-- begin EXTRACTED MATERIAL --

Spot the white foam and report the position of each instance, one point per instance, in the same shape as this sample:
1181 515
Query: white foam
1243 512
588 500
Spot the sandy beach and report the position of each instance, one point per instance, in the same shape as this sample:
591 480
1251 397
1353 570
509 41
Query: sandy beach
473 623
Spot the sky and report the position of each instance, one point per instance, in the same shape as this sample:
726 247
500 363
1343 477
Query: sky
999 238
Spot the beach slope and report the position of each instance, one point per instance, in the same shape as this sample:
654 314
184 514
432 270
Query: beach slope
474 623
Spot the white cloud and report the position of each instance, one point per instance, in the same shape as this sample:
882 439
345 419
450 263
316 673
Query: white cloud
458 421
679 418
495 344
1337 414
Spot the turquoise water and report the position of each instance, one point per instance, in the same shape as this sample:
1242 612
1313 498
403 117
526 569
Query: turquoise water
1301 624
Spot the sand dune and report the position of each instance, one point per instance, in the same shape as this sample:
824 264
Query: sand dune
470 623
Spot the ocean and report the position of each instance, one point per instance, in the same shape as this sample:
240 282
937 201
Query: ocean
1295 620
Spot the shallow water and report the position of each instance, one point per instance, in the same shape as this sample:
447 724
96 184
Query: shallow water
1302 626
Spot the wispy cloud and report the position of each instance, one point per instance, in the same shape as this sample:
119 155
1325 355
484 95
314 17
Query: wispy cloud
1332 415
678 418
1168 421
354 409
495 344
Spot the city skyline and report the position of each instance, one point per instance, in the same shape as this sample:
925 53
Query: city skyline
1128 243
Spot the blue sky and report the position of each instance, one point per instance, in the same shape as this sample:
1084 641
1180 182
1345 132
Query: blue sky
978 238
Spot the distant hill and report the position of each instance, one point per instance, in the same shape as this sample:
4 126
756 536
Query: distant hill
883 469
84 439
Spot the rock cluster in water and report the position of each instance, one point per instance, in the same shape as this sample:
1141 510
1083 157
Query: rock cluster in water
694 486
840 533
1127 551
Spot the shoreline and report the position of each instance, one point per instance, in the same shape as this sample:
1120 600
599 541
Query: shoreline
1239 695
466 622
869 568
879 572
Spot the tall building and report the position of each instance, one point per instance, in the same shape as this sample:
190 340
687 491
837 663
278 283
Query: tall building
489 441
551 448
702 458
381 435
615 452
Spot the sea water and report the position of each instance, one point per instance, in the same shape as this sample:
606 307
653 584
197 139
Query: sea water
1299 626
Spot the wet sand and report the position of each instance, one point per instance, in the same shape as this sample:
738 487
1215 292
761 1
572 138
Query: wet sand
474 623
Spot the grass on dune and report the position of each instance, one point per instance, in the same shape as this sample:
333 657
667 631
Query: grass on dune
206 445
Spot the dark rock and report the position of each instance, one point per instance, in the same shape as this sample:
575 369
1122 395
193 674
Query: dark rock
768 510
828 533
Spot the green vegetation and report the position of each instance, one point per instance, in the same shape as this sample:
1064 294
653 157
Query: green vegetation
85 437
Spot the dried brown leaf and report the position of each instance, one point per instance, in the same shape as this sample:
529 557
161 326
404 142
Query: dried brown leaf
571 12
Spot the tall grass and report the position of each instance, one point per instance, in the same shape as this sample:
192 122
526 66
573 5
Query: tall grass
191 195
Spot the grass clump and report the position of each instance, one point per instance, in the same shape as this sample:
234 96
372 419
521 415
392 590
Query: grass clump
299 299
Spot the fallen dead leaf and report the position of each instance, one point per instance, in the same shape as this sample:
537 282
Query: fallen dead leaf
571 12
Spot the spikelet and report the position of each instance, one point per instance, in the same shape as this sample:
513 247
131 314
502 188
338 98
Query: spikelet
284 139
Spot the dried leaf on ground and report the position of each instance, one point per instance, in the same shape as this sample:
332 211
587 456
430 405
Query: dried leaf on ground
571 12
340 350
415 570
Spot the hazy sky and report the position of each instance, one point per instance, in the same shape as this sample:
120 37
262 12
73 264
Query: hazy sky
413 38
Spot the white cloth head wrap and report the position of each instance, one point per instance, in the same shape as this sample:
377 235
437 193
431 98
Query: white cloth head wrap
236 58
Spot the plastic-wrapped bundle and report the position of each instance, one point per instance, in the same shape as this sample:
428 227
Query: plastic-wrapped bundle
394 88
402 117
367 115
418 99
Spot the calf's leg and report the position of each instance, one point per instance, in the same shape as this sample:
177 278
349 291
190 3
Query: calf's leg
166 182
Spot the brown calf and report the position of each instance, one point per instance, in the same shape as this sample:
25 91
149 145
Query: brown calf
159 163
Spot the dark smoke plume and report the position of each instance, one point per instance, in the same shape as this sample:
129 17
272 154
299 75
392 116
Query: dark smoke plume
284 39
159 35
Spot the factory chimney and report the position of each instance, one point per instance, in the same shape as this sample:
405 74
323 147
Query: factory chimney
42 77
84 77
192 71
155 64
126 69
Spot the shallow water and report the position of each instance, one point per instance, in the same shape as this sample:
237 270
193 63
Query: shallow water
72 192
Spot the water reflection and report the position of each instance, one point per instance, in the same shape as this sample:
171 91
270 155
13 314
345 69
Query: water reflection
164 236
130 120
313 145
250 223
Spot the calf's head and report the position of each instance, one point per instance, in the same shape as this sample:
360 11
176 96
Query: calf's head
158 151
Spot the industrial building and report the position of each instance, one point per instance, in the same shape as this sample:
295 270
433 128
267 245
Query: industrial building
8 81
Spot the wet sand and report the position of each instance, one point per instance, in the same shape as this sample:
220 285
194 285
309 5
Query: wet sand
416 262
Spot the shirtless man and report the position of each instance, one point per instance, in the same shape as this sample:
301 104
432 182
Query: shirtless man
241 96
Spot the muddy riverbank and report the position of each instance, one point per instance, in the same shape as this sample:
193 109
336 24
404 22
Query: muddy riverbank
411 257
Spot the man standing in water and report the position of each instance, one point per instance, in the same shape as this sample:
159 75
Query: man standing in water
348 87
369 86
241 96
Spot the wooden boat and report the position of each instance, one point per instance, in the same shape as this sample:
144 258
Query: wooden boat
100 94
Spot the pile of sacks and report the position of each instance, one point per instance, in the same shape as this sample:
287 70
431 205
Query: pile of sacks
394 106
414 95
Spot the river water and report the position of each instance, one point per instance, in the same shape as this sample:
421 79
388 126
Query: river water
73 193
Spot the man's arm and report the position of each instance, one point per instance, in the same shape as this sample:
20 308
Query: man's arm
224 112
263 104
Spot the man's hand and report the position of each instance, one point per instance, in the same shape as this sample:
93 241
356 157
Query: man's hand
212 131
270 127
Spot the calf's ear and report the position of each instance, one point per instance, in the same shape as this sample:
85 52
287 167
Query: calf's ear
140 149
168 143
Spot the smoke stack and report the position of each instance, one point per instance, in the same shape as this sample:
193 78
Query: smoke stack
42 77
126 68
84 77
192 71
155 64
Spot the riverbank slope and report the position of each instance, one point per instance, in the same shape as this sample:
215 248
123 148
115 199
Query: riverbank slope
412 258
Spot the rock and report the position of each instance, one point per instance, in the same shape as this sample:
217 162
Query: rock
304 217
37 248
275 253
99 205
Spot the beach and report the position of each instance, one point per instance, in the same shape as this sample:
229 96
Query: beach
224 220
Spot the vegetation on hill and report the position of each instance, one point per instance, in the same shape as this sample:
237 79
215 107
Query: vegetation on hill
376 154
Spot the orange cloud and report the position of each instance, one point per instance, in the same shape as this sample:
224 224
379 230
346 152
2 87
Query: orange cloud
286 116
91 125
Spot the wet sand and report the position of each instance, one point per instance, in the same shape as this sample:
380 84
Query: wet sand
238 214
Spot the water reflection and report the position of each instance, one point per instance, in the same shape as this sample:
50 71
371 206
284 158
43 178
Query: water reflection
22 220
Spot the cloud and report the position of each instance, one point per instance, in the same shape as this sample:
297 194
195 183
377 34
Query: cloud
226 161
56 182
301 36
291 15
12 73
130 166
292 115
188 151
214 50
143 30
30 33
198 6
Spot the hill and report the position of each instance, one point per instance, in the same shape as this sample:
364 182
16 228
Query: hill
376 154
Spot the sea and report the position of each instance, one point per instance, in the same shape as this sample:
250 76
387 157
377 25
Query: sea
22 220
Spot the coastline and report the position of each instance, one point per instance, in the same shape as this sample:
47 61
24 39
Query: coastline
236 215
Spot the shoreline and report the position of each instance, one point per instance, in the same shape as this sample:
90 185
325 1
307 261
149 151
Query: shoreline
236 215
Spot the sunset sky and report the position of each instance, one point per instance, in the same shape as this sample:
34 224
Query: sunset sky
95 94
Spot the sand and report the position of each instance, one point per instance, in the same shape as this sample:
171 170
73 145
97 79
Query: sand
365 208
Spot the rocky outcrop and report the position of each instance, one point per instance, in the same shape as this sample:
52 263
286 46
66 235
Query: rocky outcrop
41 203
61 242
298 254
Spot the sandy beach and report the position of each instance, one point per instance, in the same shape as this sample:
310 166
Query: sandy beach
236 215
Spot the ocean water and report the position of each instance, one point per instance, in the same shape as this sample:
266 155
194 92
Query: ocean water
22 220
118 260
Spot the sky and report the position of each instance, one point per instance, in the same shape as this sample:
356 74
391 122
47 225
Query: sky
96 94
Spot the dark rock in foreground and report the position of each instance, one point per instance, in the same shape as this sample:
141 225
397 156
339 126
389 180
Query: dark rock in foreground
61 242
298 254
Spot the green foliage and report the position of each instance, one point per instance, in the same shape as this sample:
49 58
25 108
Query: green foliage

-- end EXTRACTED MATERIAL --

Take the lines above from the one holding "Spot the sunset" to the last and output them exactly.

Spot the sunset sky and report the position of each instance, one point per instance, in the same shape as this sample:
34 224
Query: sunset sky
95 94
Spot the sand and report the position of each instance, one point per instance, in the same shape as this sample:
171 170
73 145
97 79
Query: sand
365 208
Spot the rocky outcrop and report the position of each instance, one point per instance, in the same shape as this sample:
52 263
286 46
66 235
Query: rocky outcrop
41 203
61 242
298 254
Spot the sandy beach and report the position of each instance, one point per instance, in the same shape as this sample:
310 166
Query: sandy beach
236 215
Spot the ocean water and report the position of each instance, one point per instance, in the same shape as this sample:
266 155
194 92
Query: ocean water
22 220
118 260
Spot the sky and report the position of each instance, one point per instance, in the same shape as this sample:
356 74
391 122
47 225
Query: sky
96 94
Spot the dark rock in foreground and report the position of each instance, one point per instance, in the same shape as this sample:
141 225
397 156
339 126
389 180
Query: dark rock in foreground
61 242
298 254
Spot the green foliage and report the position of each instance, one point per instance, in the same shape as this sample:
49 58
25 108
Query: green foliage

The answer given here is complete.